── RECORD SET

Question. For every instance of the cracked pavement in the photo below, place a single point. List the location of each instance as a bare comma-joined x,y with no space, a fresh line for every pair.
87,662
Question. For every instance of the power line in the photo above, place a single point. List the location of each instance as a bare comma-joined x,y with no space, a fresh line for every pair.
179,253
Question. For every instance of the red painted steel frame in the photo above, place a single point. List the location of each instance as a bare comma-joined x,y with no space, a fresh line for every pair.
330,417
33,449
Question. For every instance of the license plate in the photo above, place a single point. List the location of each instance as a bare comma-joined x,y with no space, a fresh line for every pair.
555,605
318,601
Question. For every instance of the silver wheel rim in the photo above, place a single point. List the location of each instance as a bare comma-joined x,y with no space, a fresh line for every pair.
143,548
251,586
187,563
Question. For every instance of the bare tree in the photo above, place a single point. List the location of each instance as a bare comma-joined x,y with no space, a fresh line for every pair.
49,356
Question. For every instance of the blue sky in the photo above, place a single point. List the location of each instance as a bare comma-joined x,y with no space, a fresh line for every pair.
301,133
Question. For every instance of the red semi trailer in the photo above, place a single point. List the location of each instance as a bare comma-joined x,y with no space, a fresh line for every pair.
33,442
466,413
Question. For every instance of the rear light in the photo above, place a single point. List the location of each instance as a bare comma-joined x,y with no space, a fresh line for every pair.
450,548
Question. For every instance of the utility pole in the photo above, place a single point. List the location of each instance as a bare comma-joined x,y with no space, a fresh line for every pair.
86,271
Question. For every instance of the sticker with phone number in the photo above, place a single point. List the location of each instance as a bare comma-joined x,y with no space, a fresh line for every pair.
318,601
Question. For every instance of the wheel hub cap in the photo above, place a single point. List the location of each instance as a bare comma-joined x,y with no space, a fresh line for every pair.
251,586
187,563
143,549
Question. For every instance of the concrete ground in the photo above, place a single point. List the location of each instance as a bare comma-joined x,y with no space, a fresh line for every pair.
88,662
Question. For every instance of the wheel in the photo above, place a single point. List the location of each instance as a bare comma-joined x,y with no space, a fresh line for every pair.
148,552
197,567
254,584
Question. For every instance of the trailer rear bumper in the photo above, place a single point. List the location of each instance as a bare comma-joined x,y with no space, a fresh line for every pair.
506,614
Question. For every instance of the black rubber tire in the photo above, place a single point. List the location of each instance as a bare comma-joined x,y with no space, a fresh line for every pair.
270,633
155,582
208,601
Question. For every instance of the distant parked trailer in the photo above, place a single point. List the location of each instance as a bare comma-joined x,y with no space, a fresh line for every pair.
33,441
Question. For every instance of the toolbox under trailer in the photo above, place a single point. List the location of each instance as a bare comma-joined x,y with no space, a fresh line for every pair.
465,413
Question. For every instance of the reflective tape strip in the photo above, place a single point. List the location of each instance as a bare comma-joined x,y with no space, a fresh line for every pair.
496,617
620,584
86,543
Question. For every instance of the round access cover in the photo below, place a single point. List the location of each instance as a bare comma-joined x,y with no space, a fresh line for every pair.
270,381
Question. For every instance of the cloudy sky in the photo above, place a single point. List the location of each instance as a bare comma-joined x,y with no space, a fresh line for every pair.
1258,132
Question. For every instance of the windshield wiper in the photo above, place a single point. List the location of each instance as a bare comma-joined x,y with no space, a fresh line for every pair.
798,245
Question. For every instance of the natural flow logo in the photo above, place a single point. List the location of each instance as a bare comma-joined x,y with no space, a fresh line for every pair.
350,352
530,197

────

Return the lines above, from the one containing "Question. For every instance of the black" to the end, exactly as they stand.

Question. For every instance of the black rubber tire in the photo above, place a single point. List the location of each instance as a bare comma-joined x,y with no space, a fresh line for every pair.
270,633
155,582
208,601
Question. For every instance of the distant parked trailer in the photo above, place a single point. List the location of each instance as a bare comma-joined x,y with no space, a fresh line for every pair.
33,441
Question. For every instance of the toolbox under trailer in the photo above, place a single point. List the location of each instance as a bare comma-joined x,y with no space, a fresh line for every pair.
465,413
Question. For every instance of the reflective tape strip in the photo above, place a single point. List the location of each instance as a bare comma-joined x,y with no space, a fresh line for every pair.
496,617
620,584
86,543
Question. For every instance of the round access cover in the photo below, place a single point. List the location of each instance as a bare comma-joined x,y with no space, a fresh line for every pair.
270,381
Question. For every instance of the cloudy sky in the photo above, place a single point. List the location of each instance as a bare comma-joined x,y with no space, a fresh line for every pair.
1258,132
Question. For every instance of the windshield wiper in the photo above, place a single point. List the location of each instance as a bare comma-joined x,y with no space, a fresh line for every pair.
798,245
Question. For every instance of the natural flow logo in the photo above, place a single point. List the location of each instance as a bare comma-joined x,y with no space, a fresh line for every pair.
350,352
530,197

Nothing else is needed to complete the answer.